-------- Texto do documento --------

Estas questões voltam sempre emaranhadas. E a lucidez se suicida no desejo de ser tu e eu outra vez. Beth Mattos – maio de 2020 – Torres

ÔNIX e minha filha Ana Maria neste maio de 2020 – Torres: É preciso olhar em frente.
despedida
silêncio é despedida
livros de bolso: idas para lá e para cá no Rio de Janeiro dentro dos ônibus, a ler. De Botafogo para Copacabana, do Humaitá para Ipanema ou para o Centro… ah! miettes, épaves, aquelas migalhas de tempo misturados com saudade e o cheiro de mar, maresia outra vez, liberdade, rua, e café na esquina. Elizabeth M.B. Mattos – 2020
intimidade
A cada intimidade rasgada uma surpresa. A exposição, por menor que seja, guarda sensação de surpresa: isola, abre solidão. Estranho isso: isolar em vez de aproximar isola. Quanto mais despida, quanto mais ela mesma, mais complicada, difícil, intocável a pessoa fica…Escrever tem a magia de ocultar/revelar/ dizer negar, tudo ao mesmo tempo. E também esvaziar…Elizabeth M.B. Mattos – maio de 2020 – Torres

certeza amarrada

Certezas estão presas em tantas pequenas histórias! Poderia não importar arejar cada uma delas, mas sinto tua incerteza pesando em cima de pequenas banalidades estufadas, por isso eu te conto as histórias dela. Não são tuas, são emprestadas. E as histórias precisam ser ditas / contadas para clarear, e te soltar, soberana no teu reinado. Fazer justiça. Não pode ser apenas acaso nem tanta glória sobreviver e ser, finalmente, a velha senhora.

-------- Registros fornecidos --------

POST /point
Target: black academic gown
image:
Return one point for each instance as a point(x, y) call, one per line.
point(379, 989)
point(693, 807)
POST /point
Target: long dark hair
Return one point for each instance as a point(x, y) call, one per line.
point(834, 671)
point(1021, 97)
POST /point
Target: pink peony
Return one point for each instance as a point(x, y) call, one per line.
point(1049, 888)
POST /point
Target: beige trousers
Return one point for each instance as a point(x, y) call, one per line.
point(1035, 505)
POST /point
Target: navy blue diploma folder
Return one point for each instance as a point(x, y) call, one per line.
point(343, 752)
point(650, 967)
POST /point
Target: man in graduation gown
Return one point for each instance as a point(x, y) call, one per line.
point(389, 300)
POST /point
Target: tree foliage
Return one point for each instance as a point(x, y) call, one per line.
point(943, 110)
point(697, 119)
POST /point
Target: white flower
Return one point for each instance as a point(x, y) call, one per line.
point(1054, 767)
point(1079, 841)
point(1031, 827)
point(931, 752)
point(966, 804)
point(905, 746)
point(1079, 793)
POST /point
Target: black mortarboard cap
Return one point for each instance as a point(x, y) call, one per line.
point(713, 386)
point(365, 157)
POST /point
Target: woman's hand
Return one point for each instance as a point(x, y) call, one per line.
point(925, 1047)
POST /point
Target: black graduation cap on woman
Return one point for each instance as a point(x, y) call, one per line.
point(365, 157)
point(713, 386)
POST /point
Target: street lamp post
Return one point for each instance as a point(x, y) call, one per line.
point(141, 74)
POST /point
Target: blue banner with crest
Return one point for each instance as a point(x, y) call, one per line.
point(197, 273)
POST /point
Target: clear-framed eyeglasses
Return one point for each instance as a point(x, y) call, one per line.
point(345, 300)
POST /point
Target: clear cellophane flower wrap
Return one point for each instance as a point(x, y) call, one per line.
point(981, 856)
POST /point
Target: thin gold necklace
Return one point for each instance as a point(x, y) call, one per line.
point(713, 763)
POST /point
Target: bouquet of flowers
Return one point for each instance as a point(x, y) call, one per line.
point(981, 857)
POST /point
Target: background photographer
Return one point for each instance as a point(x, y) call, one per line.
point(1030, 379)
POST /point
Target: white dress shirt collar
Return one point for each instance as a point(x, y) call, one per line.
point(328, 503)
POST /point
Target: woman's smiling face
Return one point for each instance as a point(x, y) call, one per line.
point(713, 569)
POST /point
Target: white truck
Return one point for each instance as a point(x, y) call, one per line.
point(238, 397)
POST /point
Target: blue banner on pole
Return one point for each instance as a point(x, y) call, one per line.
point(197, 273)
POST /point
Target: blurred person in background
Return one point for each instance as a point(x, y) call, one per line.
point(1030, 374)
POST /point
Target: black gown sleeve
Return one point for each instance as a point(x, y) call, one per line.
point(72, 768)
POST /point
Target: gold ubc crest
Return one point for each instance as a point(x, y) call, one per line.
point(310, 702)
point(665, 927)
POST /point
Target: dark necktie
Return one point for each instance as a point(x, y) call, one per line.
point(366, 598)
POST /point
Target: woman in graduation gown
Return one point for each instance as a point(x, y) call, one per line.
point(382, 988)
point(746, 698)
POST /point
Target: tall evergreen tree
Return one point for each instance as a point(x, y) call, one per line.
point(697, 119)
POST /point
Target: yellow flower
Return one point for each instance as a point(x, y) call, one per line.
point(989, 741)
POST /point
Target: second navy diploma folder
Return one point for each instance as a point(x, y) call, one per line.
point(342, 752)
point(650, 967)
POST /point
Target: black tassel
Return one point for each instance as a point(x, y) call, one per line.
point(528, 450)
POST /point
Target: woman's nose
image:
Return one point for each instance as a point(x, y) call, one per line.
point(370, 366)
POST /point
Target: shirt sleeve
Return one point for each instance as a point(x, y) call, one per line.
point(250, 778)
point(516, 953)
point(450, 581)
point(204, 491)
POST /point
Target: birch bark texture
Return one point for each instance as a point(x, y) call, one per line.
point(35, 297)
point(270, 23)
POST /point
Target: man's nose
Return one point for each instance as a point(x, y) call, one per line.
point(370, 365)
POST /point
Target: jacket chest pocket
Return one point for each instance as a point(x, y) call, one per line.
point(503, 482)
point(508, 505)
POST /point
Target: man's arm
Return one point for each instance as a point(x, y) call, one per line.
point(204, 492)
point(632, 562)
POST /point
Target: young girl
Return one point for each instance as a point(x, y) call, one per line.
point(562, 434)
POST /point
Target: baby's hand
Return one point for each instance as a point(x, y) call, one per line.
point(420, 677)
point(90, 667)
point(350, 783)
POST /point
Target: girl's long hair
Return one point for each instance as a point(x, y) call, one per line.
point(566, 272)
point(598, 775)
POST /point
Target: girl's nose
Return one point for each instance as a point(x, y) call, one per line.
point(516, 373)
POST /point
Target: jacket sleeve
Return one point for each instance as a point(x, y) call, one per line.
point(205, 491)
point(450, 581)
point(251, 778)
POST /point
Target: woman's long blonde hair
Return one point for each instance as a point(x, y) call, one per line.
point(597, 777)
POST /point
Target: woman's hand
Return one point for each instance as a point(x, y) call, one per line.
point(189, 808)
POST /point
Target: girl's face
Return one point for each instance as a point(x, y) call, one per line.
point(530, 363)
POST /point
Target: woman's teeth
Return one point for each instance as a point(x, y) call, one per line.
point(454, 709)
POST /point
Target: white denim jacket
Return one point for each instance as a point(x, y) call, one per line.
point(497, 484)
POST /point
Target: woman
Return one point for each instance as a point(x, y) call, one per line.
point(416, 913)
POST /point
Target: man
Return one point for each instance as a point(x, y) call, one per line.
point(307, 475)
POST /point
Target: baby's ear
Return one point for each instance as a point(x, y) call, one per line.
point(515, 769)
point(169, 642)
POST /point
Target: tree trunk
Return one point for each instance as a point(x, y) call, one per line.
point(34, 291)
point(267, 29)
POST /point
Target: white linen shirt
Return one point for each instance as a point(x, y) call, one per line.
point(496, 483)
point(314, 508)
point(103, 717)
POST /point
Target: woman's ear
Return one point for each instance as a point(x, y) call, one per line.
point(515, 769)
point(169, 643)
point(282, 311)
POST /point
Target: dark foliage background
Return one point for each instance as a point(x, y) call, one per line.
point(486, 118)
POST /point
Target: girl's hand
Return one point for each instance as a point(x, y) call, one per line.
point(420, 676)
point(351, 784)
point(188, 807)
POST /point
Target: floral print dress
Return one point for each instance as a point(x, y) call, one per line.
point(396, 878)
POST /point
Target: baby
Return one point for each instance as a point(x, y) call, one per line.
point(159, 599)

--------

▸ Instruções:
**a.** Segundo o texto, o que a escrita tem a magia de fazer ao mesmo tempo?
**b.** Reproduza fielmente o trecho do texto entre "Certezas estão presas" e "a velha senhora.", inclusive.
Os registros não têm relação com o texto.

▸ Respostas por tarefa:
**a.** Ocultar, revelar, dizer e negar, e também esvaziar.

**b.**
Certezas estão presas em tantas pequenas histórias! Poderia não importar arejar cada uma delas, mas sinto tua incerteza pesando em cima de pequenas banalidades estufadas, por isso eu te conto as histórias dela. Não são tuas, são emprestadas. E as histórias precisam ser ditas / contadas para clarear, e te soltar, soberana no teu reinado. Fazer justiça. Não pode ser apenas acaso nem tanta glória sobreviver e ser, finalmente, a velha senhora.